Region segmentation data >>

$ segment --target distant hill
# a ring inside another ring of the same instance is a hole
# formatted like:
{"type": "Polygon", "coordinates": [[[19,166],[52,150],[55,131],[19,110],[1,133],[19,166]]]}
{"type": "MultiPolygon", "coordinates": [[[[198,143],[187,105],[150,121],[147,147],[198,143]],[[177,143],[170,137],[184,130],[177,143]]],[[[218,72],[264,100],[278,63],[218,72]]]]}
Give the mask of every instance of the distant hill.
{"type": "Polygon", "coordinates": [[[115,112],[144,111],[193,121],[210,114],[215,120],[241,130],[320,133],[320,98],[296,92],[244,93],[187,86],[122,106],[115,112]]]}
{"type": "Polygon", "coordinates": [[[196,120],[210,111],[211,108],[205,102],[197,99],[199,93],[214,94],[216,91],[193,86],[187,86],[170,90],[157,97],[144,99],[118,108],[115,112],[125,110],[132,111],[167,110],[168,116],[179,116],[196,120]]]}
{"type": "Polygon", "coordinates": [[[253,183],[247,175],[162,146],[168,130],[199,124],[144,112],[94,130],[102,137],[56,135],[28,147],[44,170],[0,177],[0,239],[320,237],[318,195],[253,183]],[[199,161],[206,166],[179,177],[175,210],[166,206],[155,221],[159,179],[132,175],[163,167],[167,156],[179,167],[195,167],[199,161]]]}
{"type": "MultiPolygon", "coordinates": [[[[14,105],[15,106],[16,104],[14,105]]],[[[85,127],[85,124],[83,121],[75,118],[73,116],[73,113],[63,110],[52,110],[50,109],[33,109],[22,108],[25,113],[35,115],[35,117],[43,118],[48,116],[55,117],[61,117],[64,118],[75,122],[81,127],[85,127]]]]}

Work instructions >> Write the listing out again, exactly as shown above.

Reply >>
$ segment --target distant hill
# a ring inside another ring of the same instance is a hole
# formatted like:
{"type": "Polygon", "coordinates": [[[19,166],[52,150],[55,131],[19,110],[1,133],[19,166]]]}
{"type": "MultiPolygon", "coordinates": [[[[198,143],[187,105],[150,121],[147,147],[198,143]],[[177,143],[170,137],[184,130],[177,143]]],[[[218,72],[264,100],[278,63],[218,72]]]]}
Give the mask of every instance of the distant hill.
{"type": "Polygon", "coordinates": [[[115,112],[144,111],[193,121],[210,114],[215,120],[241,130],[320,133],[320,98],[296,92],[244,93],[187,86],[122,106],[115,112]]]}
{"type": "Polygon", "coordinates": [[[196,120],[210,111],[211,108],[205,102],[197,99],[199,93],[214,94],[216,91],[193,86],[187,86],[170,90],[157,97],[144,99],[118,108],[115,112],[125,110],[132,111],[167,110],[168,116],[179,116],[196,120]]]}
{"type": "Polygon", "coordinates": [[[253,183],[247,175],[162,146],[168,130],[199,124],[144,112],[94,130],[102,137],[56,135],[28,147],[44,170],[0,177],[0,239],[320,237],[318,195],[253,183]],[[199,161],[206,166],[179,177],[175,210],[166,206],[155,221],[159,179],[132,175],[163,167],[167,156],[179,167],[195,167],[199,161]]]}
{"type": "MultiPolygon", "coordinates": [[[[14,105],[15,106],[16,104],[14,105]]],[[[85,127],[85,124],[83,121],[75,118],[73,116],[73,113],[63,110],[52,110],[50,109],[33,109],[22,108],[25,113],[35,115],[35,117],[43,118],[48,116],[55,117],[61,117],[64,118],[75,122],[81,127],[85,127]]]]}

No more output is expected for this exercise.